Report every line of the records below that contains the string "hoodie", treating uppercase and lowercase as different.

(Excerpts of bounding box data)
━━━
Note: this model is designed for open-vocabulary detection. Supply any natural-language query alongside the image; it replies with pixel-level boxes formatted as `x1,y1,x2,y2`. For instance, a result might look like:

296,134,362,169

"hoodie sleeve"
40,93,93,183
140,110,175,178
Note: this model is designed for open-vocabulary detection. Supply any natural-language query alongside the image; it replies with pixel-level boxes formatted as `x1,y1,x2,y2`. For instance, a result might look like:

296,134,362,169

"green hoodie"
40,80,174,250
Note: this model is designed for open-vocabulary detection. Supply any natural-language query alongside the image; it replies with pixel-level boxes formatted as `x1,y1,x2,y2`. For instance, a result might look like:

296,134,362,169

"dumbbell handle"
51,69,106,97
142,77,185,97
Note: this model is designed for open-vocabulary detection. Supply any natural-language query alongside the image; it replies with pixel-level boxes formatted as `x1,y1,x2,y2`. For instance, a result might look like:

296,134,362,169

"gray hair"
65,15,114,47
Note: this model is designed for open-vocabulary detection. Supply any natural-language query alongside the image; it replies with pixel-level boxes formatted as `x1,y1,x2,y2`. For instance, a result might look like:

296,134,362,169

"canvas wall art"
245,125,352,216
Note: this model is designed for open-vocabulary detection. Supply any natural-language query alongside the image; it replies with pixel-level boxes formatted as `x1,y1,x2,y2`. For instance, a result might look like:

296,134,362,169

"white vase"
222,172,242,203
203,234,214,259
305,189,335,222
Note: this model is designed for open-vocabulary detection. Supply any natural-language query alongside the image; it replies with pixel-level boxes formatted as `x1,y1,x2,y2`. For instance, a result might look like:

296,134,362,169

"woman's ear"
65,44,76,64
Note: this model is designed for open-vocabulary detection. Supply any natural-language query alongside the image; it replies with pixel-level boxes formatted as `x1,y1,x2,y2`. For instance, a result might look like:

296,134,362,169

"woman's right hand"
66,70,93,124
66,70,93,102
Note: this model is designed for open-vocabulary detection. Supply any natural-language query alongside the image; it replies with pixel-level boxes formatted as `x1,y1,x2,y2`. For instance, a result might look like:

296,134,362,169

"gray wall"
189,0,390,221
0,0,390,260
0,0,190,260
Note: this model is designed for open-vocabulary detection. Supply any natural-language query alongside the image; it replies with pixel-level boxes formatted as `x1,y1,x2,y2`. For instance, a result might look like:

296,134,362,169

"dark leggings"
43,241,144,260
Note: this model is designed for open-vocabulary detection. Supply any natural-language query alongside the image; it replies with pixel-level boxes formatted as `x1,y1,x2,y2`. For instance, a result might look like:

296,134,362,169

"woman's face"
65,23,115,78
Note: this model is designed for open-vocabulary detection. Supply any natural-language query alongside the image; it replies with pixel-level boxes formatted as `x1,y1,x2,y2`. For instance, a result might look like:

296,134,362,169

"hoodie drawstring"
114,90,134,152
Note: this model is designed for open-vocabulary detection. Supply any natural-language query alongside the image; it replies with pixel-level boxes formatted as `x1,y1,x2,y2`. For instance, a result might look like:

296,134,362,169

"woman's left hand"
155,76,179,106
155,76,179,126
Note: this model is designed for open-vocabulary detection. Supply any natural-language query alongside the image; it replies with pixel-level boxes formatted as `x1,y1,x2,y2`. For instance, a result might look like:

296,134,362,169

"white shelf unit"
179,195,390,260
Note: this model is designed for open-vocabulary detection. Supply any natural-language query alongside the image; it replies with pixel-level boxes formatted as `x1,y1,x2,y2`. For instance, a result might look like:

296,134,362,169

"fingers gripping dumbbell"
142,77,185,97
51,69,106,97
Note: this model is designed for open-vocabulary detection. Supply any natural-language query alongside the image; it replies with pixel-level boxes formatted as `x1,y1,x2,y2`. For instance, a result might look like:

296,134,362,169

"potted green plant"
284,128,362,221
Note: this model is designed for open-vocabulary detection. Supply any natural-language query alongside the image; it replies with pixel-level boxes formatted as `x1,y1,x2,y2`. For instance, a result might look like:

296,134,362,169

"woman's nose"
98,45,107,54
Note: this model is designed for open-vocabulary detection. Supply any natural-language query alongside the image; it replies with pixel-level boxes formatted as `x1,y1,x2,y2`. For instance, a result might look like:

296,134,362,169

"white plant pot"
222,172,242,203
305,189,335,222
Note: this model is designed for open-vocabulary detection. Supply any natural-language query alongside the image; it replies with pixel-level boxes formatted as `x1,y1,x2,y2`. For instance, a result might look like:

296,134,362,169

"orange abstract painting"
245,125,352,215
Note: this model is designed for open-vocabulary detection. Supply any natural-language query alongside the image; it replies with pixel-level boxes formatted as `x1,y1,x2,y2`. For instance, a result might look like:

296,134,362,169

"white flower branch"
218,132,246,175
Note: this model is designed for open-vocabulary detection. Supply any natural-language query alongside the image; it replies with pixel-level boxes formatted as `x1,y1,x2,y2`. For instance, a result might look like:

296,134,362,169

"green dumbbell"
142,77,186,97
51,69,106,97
━━━
• Solved problem
"hoodie sleeve"
"green hoodie"
"hoodie drawstring"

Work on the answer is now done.